## Written request
Output the entries word for word. Omit images.

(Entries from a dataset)
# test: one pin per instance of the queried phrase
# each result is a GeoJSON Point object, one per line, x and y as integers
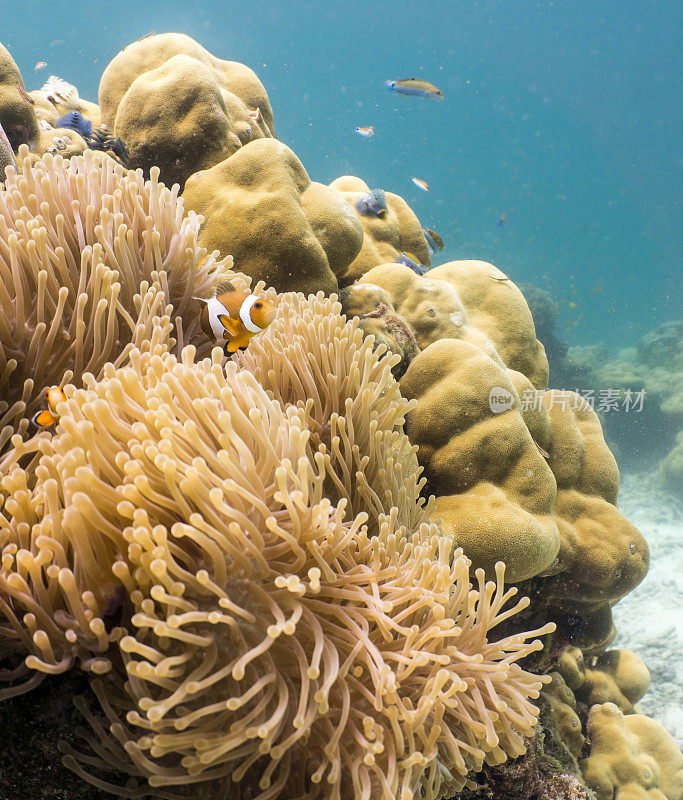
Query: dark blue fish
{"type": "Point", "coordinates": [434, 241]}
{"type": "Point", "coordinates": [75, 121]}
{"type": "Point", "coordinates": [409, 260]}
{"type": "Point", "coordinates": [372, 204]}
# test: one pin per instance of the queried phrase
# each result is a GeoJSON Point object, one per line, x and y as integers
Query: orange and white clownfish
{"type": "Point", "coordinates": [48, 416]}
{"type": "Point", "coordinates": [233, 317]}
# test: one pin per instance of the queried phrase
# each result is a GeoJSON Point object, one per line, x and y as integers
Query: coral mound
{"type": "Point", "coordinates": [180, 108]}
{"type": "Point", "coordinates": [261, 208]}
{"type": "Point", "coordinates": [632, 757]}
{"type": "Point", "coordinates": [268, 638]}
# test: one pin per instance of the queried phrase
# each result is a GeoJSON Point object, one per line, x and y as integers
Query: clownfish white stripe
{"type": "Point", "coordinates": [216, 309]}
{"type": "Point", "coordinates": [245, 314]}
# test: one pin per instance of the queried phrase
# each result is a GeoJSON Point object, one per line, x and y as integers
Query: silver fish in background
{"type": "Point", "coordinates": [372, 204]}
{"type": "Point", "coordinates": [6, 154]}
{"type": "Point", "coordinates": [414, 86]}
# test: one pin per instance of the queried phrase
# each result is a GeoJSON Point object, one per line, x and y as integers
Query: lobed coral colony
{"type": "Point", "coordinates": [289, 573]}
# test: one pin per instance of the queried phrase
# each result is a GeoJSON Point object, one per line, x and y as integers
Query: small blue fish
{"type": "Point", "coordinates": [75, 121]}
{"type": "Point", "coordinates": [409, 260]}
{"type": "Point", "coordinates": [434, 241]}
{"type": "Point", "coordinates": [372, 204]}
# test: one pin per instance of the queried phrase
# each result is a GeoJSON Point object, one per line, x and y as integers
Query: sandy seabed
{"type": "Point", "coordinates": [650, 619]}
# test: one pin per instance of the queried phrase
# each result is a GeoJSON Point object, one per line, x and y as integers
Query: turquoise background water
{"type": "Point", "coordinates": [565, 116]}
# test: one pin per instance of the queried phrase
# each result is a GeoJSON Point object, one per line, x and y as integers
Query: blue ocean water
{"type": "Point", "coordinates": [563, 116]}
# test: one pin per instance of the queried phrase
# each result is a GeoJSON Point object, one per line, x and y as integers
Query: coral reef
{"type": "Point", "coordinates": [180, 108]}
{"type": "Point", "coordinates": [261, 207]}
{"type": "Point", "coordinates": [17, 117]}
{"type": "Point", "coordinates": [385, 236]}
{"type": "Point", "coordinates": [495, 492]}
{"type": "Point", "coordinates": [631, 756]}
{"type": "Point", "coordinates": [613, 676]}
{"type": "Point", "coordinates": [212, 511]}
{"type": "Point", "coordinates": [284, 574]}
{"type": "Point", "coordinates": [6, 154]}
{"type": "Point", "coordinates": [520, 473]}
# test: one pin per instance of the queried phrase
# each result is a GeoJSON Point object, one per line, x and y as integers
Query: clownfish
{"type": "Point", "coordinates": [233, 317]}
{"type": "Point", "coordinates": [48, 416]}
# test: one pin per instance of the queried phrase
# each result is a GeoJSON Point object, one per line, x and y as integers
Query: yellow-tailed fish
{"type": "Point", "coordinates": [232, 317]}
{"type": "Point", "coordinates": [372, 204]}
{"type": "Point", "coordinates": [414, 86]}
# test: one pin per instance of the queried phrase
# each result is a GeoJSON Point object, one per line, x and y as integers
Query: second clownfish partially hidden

## Exercise solution
# test: one pin per instance of the queried phrase
# each result is a GeoJSON Point object, one per line, x and y as integers
Query: dark blue fish
{"type": "Point", "coordinates": [434, 241]}
{"type": "Point", "coordinates": [75, 121]}
{"type": "Point", "coordinates": [409, 260]}
{"type": "Point", "coordinates": [372, 204]}
# test: one pin per instance of the queried phrase
# each result is a GeoJSON Point object, one per line, x and y as integers
Query: orange and white clownfish
{"type": "Point", "coordinates": [48, 416]}
{"type": "Point", "coordinates": [233, 317]}
# test: one pin per instance of the queried phrase
# each result is a GeoJSON Point object, one per line, x and y as integers
Query: coral mound
{"type": "Point", "coordinates": [180, 108]}
{"type": "Point", "coordinates": [261, 208]}
{"type": "Point", "coordinates": [632, 757]}
{"type": "Point", "coordinates": [268, 638]}
# test: one pin per instance of the queried phrase
# each result is a GeoJSON Point object, one per line, x and y as integers
Query: clownfish white stripe
{"type": "Point", "coordinates": [216, 309]}
{"type": "Point", "coordinates": [245, 314]}
# test: one pin per instance of the queried phrase
# each result is a GeoJSON Point object, one per line, x and y as integers
Query: silver fish in background
{"type": "Point", "coordinates": [372, 204]}
{"type": "Point", "coordinates": [6, 154]}
{"type": "Point", "coordinates": [414, 86]}
# test: one pin per instance of the queried phrase
# each result is a GeoJSON Point object, one per line, x and y as integers
Query: lobed coral colony
{"type": "Point", "coordinates": [289, 573]}
# test: one pin per instance of the queried phrase
# each result is a GeoJSON Point object, one per line, x and y as integers
Query: small blue fish
{"type": "Point", "coordinates": [75, 121]}
{"type": "Point", "coordinates": [409, 260]}
{"type": "Point", "coordinates": [434, 241]}
{"type": "Point", "coordinates": [372, 204]}
# test: one pin per instance of the queried phrase
# each result is a GeoJSON Point object, one per line, x and y as integers
Query: sandy seabed
{"type": "Point", "coordinates": [650, 619]}
# test: one pin per instance of the queried phrase
# each result is a GeoJSON Point object, one per line, x and y as integers
Query: turquoise background water
{"type": "Point", "coordinates": [565, 116]}
# test: one pin per instance of the queried phrase
# each result is a GeoJSON Point object, one per line, x and y as integers
Query: blue ocean water
{"type": "Point", "coordinates": [563, 116]}
# test: one pin per instance of the queried phrase
# each result is a GeoJSON Point object, one per line, x and y as integers
Query: coral reef
{"type": "Point", "coordinates": [180, 108]}
{"type": "Point", "coordinates": [261, 207]}
{"type": "Point", "coordinates": [17, 117]}
{"type": "Point", "coordinates": [385, 236]}
{"type": "Point", "coordinates": [495, 492]}
{"type": "Point", "coordinates": [631, 756]}
{"type": "Point", "coordinates": [613, 676]}
{"type": "Point", "coordinates": [212, 511]}
{"type": "Point", "coordinates": [284, 574]}
{"type": "Point", "coordinates": [6, 154]}
{"type": "Point", "coordinates": [520, 473]}
# test: one pin per instance of the queried phrase
# each result is a GeoJSON Point object, one per line, x and y as integers
Query: clownfish
{"type": "Point", "coordinates": [233, 317]}
{"type": "Point", "coordinates": [48, 416]}
# test: one pin per instance of the queried phrase
# each result is a GeoJSON Point object, one per line, x and y as integers
Query: yellow-tailed fish
{"type": "Point", "coordinates": [232, 317]}
{"type": "Point", "coordinates": [372, 204]}
{"type": "Point", "coordinates": [414, 86]}
# test: one pin per instance of the queried phrase
# each result is a GeoJSON Point object, one per line, x and y as integers
Query: second clownfish partially hidden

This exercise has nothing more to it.